> Supplied data
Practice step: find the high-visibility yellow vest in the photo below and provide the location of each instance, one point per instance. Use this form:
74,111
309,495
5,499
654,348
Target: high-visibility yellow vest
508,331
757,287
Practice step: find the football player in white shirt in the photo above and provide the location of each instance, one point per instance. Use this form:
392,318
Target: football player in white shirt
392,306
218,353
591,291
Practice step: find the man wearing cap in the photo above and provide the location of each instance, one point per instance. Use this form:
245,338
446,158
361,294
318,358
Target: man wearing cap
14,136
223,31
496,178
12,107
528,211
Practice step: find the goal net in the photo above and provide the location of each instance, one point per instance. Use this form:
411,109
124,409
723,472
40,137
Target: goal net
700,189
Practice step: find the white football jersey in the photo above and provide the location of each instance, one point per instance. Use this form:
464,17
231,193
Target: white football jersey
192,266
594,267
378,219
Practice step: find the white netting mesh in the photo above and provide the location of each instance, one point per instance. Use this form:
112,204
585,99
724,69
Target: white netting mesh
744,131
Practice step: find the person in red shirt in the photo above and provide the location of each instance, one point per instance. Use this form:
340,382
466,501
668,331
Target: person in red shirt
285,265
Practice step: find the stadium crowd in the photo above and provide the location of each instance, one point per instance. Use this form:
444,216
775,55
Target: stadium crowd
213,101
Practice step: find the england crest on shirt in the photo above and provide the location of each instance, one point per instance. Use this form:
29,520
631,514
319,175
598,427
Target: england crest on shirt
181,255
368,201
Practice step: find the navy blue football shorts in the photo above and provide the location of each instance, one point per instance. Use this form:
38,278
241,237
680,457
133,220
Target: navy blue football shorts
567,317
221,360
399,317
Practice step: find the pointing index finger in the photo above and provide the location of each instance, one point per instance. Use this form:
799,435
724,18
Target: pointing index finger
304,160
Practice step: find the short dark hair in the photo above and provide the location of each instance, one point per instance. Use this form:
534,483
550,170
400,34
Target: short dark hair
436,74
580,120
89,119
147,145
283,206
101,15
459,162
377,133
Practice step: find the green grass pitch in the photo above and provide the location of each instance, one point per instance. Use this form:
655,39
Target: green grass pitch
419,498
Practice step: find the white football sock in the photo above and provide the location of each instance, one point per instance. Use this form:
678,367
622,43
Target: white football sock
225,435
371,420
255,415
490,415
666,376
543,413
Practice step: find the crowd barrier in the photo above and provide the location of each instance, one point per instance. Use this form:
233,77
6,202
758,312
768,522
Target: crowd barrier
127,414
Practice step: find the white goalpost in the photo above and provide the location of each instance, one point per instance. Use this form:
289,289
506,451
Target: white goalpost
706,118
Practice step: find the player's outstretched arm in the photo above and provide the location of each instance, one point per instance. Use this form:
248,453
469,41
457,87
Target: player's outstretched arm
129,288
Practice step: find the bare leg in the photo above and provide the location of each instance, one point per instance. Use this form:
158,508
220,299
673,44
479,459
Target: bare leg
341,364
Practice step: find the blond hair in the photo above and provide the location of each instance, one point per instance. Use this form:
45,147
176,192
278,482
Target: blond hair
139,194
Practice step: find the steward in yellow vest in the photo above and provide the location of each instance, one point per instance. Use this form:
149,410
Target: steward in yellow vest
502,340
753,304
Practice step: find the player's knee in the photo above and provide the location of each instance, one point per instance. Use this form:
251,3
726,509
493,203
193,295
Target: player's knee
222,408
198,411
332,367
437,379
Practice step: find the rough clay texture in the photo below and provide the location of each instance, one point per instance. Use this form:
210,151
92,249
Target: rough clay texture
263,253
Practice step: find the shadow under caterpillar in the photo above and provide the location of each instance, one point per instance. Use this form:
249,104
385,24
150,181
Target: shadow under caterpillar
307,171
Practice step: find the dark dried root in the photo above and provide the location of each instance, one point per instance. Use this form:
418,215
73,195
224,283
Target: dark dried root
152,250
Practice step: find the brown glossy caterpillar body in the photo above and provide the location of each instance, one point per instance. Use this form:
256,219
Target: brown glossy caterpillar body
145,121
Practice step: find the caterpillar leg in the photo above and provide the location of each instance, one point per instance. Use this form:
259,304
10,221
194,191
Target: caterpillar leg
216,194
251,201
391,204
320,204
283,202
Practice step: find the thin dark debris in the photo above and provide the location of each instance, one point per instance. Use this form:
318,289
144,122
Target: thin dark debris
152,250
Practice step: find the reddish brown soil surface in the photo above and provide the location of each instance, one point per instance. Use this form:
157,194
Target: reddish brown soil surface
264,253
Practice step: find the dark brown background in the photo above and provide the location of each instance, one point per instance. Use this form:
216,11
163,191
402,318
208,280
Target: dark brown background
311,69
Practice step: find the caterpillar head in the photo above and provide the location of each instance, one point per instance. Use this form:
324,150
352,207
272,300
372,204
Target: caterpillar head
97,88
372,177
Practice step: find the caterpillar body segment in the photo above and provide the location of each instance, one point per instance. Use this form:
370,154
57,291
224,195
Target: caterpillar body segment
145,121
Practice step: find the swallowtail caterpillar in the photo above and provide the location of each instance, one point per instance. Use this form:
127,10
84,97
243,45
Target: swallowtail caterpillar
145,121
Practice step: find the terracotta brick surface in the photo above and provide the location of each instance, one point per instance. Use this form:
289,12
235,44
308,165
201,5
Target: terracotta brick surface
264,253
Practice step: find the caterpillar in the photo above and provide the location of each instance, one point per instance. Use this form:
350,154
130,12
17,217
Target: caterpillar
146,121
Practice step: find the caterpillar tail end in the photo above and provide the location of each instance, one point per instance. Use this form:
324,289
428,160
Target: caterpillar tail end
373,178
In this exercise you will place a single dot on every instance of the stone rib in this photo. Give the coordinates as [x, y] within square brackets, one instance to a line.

> Written task
Print out every record again, exactly and in full.

> Result below
Practice step: find the high-visibility yellow vest in the photo below and provide the location of each instance, one point per instance. Use this form:
74,111
309,495
5,499
654,348
Target: high-visibility yellow vest
508,331
757,287
Practice step: find the football player in white shirt in the photo above and provide the location of each instance, one point per instance. Use this form:
392,318
Target: football player in white shirt
392,306
218,353
591,291
Practice step: find the man wearing cap in the photo above and provide the location of each instance, one point per instance. Use this form:
245,338
446,158
361,294
318,358
Target: man wearing cap
14,136
223,31
496,178
12,107
528,211
Practice step: find the goal net in the photo above and provide the location of each instance, one point per instance. Use this form:
411,109
124,409
723,472
40,137
Target: goal net
700,189
Practice step: find the white football jersey in the photo above and provide the location of each instance, one point per instance. Use this form:
464,17
231,193
Target: white football jersey
192,266
594,267
378,219
Practice step: find the white netting mesh in the photo above and provide the location of each instance, one point per instance. Use this form:
112,204
585,99
724,69
Target: white netting mesh
744,131
Practice step: find the person in red shirt in the photo above and provide the location of each instance, one point per instance. Use this form:
340,382
466,501
668,331
Target: person in red shirt
285,265
Practice step: find the stadium crowd in the photo above and provide the location of each instance, one point per instance. Use this form:
444,216
775,55
Target: stadium crowd
213,101
Practice step: find the england crest on shirt in the photo above and provide the location of each instance, one point per instance. Use this form:
29,520
631,514
319,175
598,427
Target: england crest on shirt
181,255
368,201
Practice step: find the navy blue football shorts in the photo above and provide the location of each instance, one point per instance. Use this form:
38,278
241,237
680,457
133,220
Target: navy blue football shorts
567,317
221,360
399,317
Practice step: find the pointing index finger in the photo above and provide the location of each instance, one point per instance. Use this form:
799,435
724,18
Target: pointing index finger
304,160
Practice step: find the short dark hair in the photo above and provide the location of each instance, one point per instance. Use this form:
534,483
550,170
400,34
Target: short dark hair
436,74
580,120
89,119
147,145
283,206
101,15
459,162
377,133
Practice step: find the green grass pitch in the photo above and provide the location of each instance, one point per instance. Use this form:
655,39
Target: green grass pitch
419,498
Practice step: find the white football sock in the photo above and provide the location of each instance, one point per instance. Use this form:
678,367
622,43
Target: white football sock
225,435
371,420
255,415
490,415
666,376
543,413
Practice step: find the crowd barrier in the photo above and provide the location of each instance, one point per instance. Use this form:
233,77
6,202
758,312
768,522
Target: crowd barrier
127,414
Practice step: find the white goalpost in the photo above and provide the location of each instance, one point per instance. Use this form:
289,289
506,451
Target: white goalpost
706,118
Practice step: find the player's outstretched arm in the photo above and provide the location of each instance, one point per instance. Use this form:
248,453
469,41
457,87
Target: player's outstretched arm
129,288
Practice step: find the bare leg in the photo above and provide the location of each instance, one point per instance. Use this form:
158,508
220,299
673,44
479,459
Target: bare leg
341,364
Practice step: find the blond hair in the photo above and provide the location of each instance, one point per instance. Use this form:
45,147
176,192
278,482
Target: blond hair
139,194
Practice step: find the steward in yellow vest in the photo above and provide the location of each instance, one point per instance. Use this form:
149,410
Target: steward in yellow vest
502,340
753,304
Practice step: find the player's knee in the photo above and provide the location of each instance, one point per instance. Use this form:
251,3
726,509
493,203
193,295
Target: player's knee
222,408
198,411
332,367
437,379
Practice step: find the rough clay texture in the photo below and provide the location of each instance, one point per instance. Use this form:
210,151
92,249
Target: rough clay texture
263,253
Practice step: find the shadow under caterpillar in the photo above and provide the location of each instance, one point per instance. Use this form:
249,104
385,24
150,181
Target: shadow under caterpillar
307,171
Practice step: find the dark dried root in the photo above and provide the location of each instance, one point per instance. Use this form:
418,215
73,195
224,283
Target: dark dried root
152,250
Practice step: find the brown glossy caterpillar body in the photo above and provide the location of each instance, one point per instance. Use this form:
256,219
Target: brown glossy caterpillar body
145,121
Practice step: find the caterpillar leg in the photo above and provide the location of each instance, one point per instance. Use this form:
259,304
10,221
194,191
Target: caterpillar leg
216,194
251,201
391,204
320,204
283,202
Practice step: find the thin dark debris in the photo above and provide the location of each instance, one point per instance. Use this form:
318,289
144,122
Target: thin dark debris
152,250
Practice step: find the reddish brown soil surface in the photo above and provide the location of each instance, one point per instance. Use this form:
157,194
Target: reddish brown soil surface
264,253
Practice step: find the dark brown background in the photo above and provide the location of each instance, one point per instance. Use this form:
216,11
163,191
402,318
208,280
Target: dark brown background
311,69
Practice step: find the caterpillar head in the photo above and provide the location of each instance, one point per instance. Use this form:
324,150
352,207
272,300
372,204
Target: caterpillar head
97,88
372,177
Practice step: find the caterpillar body segment in the photo above and provide the location of each instance, one point per instance. Use this form:
370,154
57,291
224,195
Target: caterpillar body segment
145,121
Practice step: find the swallowtail caterpillar in the photo above and provide the location of each instance, one point per instance. Use this form:
127,10
84,97
243,45
Target: swallowtail caterpillar
145,121
Practice step: find the terracotta brick surface in the photo above and provide the location of each instance, one point per instance. Use this form:
289,12
235,44
308,165
201,5
Target: terracotta brick surface
264,253
Practice step: find the caterpillar in the photo above and provide the location of each instance, one point per instance. Use this form:
350,154
130,12
17,217
Target: caterpillar
146,121
Practice step: find the caterpillar tail end in the photo above and provide the location of each instance, one point per instance. Use this form:
324,289
428,160
Target: caterpillar tail end
373,178
In this exercise you will place a single dot on every instance of the stone rib in this photo. Give the coordinates as [x, y] within square brackets, one instance to a line.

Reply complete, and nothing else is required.